Exercise brief:
Give the listing's lines again, from the line containing "trace <item>building roof</item>" through the line containing "103], [570, 92]]", both included, with -115 added to every coordinate in the answer outlines.

Entries provided:
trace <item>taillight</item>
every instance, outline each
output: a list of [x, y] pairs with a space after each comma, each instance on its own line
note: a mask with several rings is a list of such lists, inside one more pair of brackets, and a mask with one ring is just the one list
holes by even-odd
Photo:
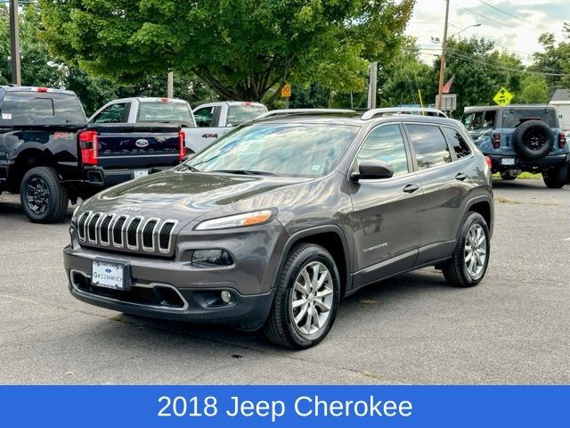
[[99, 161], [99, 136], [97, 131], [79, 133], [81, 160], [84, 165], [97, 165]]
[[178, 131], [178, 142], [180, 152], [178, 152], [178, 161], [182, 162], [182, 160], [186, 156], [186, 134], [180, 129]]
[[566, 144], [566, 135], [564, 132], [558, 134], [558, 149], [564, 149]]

--

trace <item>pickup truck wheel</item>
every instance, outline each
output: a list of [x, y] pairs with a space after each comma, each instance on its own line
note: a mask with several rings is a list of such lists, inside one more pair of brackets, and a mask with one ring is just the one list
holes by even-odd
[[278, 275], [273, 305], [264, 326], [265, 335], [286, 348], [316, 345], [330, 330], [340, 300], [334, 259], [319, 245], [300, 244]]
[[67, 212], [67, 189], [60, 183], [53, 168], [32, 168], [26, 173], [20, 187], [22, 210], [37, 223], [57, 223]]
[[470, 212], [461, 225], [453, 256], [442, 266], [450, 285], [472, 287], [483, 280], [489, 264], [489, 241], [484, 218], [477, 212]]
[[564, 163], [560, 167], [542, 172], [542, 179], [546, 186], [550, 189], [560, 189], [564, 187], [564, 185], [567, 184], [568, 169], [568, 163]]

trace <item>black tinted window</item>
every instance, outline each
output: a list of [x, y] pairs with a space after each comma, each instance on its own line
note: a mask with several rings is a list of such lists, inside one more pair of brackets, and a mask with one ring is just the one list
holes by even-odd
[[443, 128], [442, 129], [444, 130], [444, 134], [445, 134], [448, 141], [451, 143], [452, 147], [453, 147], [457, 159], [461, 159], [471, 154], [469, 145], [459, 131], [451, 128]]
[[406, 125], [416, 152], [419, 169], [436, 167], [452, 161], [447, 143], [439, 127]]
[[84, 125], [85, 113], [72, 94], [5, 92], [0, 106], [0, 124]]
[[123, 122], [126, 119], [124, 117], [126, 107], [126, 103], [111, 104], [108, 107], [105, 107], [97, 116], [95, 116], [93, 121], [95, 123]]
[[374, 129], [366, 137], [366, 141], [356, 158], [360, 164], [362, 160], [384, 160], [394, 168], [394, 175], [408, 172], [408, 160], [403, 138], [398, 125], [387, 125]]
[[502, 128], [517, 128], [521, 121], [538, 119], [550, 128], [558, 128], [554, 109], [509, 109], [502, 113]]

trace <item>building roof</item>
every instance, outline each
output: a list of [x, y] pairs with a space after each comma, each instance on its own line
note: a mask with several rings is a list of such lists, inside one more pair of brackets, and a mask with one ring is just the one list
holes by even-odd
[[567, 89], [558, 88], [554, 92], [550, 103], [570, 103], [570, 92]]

* * *

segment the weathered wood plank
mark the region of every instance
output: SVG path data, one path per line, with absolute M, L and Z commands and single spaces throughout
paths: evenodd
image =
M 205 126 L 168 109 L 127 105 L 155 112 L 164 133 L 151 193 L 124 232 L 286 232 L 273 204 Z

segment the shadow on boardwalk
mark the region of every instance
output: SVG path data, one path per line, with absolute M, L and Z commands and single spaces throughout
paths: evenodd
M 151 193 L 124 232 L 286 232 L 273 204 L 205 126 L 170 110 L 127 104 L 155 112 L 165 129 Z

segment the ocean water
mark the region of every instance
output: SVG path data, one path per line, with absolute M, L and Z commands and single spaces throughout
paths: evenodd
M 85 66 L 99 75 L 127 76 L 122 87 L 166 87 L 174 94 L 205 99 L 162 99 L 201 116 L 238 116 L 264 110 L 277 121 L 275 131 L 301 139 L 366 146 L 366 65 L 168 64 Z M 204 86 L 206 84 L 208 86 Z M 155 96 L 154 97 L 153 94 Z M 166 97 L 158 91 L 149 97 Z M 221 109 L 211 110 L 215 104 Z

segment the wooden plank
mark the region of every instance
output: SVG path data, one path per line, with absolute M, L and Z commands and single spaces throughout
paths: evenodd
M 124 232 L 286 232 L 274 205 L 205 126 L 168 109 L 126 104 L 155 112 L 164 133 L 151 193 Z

Exercise answer:
trace <item>building roof</item>
every instance, outline each
output: a list of [x, y] pairs with a space after each comma, each instance on its own line
note: a mask with several rings is a list of such lists, inside one more pair of brackets, and a mask with one ring is just the one list
holes by even-odd
[[452, -26], [443, -27], [439, -23], [435, -12], [455, -12], [455, -23]]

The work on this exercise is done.